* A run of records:
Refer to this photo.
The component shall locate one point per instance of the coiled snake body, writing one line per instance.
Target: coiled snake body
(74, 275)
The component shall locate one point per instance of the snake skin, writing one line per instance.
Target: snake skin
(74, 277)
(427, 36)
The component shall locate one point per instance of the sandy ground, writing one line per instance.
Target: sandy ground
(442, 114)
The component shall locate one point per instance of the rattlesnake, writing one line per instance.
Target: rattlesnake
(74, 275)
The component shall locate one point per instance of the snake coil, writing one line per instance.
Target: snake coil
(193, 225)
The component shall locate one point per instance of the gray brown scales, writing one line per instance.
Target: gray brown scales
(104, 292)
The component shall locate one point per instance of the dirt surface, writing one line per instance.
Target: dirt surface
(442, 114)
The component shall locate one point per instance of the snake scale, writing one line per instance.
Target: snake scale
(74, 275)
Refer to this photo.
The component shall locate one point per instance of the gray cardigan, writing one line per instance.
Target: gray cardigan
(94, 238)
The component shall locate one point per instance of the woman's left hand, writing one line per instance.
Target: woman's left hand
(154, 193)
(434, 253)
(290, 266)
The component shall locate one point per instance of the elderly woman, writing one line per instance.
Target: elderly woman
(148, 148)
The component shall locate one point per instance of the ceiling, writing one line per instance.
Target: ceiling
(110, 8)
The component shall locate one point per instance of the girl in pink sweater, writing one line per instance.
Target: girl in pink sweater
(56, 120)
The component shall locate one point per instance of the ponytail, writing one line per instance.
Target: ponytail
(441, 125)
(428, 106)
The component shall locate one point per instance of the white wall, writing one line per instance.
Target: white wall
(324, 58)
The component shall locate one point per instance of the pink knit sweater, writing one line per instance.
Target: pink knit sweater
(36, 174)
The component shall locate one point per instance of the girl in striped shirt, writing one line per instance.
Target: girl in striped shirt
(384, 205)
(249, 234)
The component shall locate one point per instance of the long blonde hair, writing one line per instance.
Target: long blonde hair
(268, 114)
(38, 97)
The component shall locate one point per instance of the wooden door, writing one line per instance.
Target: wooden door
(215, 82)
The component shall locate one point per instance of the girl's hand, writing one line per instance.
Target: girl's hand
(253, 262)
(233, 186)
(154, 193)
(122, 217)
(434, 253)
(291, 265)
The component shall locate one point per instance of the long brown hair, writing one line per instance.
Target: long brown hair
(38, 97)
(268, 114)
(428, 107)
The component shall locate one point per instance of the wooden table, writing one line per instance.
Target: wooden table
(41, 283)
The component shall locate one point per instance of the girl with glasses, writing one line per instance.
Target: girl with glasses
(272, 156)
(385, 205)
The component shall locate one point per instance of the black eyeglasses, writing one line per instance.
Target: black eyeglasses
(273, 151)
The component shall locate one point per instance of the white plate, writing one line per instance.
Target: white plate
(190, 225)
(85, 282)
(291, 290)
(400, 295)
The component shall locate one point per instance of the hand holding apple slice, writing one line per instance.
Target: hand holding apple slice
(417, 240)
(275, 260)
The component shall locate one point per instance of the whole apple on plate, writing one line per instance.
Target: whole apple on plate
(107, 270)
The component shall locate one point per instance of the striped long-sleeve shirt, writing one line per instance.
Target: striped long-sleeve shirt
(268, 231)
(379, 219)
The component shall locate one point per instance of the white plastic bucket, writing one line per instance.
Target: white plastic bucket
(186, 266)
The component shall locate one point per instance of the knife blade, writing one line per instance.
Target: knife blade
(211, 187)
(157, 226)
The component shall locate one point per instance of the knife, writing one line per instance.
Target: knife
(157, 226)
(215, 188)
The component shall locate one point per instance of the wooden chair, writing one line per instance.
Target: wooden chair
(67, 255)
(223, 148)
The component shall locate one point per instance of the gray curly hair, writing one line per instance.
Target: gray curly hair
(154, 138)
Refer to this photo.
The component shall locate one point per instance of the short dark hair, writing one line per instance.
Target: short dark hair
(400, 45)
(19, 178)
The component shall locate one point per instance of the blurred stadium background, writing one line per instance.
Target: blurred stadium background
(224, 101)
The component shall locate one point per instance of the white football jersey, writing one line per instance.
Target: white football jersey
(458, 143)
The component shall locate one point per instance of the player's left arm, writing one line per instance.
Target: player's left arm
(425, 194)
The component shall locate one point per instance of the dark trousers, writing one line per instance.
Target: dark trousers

* Problem: Return the lines beginning with the one containing "The component shall locate one point per instance of the blurred" and continuing through the last line of the material, copied exactly.

* Solution:
The component shall locate one point per instance of the blurred stadium background, writing one line per instance.
Target: blurred stadium background
(224, 101)
The component shall locate one point per instance of the white football jersey, writing one line per instance.
Target: white football jersey
(458, 143)
The component shall locate one point per instance of the player's left arm, writing one line per instance.
Target: player's left arm
(425, 194)
The component shall locate one point per instance of the dark trousers, writing one line per instance.
Target: dark trousers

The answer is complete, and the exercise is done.